The apparent lack of a nomenclatured hanger didn't deter manufacturers from providing their own. The one above doubled as a mounting plate for the transmitter antenna relay below it. Its only drawback was the static position it occupied in the plane, preventing relocation if combat experience suggested such a move.

Naturally, the Navy couldn't use a Signal Corps microphone because it might contaminate their salty tradition, so they used what has become an incredibly long lived design called the RS-38, or in Navy-speak, the NAF 213264-6 - with an NAF 212938-1 plug on the end. There was essentially no difference between the Navy plug and the PL-68, except at the base of the shaft where it entered the wiring end, there is a .303" diameter by .093" ferrule added there to provide a salt spray baffle. A matching recess in the phone jack created a trap to resist spray in shipboard installations. At the same time, absence of the recess did no harm to operation in those equipments that had a more protected environment. It is possible to purchase a new RS-38 style mike with an updated dynamic or electret element even today, though they aren't made in the US anymore.

════════════════════

What this task involves
Rewrite the passage on Navy microphone plugs from "Naturally, the Navy" up to and including "the US anymore.", substituting "headset jack" for "phone jack".

Input data

════════════════════

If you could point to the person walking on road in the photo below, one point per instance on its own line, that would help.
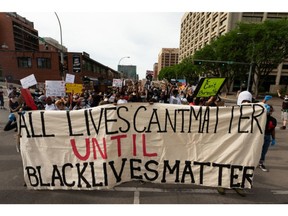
(284, 110)
(271, 124)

════════════════════

The completed task
Naturally, the Navy couldn't use a Signal Corps microphone because it might contaminate their salty tradition, so they used what has become an incredibly long lived design called the RS-38, or in Navy-speak, the NAF 213264-6 - with an NAF 212938-1 plug on the end. There was essentially no difference between the Navy plug and the PL-68, except at the base of the shaft where it entered the wiring end, there is a .303" diameter by .093" ferrule added there to provide a salt spray baffle. A matching recess in the headset jack created a trap to resist spray in shipboard installations. At the same time, absence of the recess did no harm to operation in those equipments that had a more protected environment. It is possible to purchase a new RS-38 style mike with an updated dynamic or electret element even today, though they aren't made in the US anymore.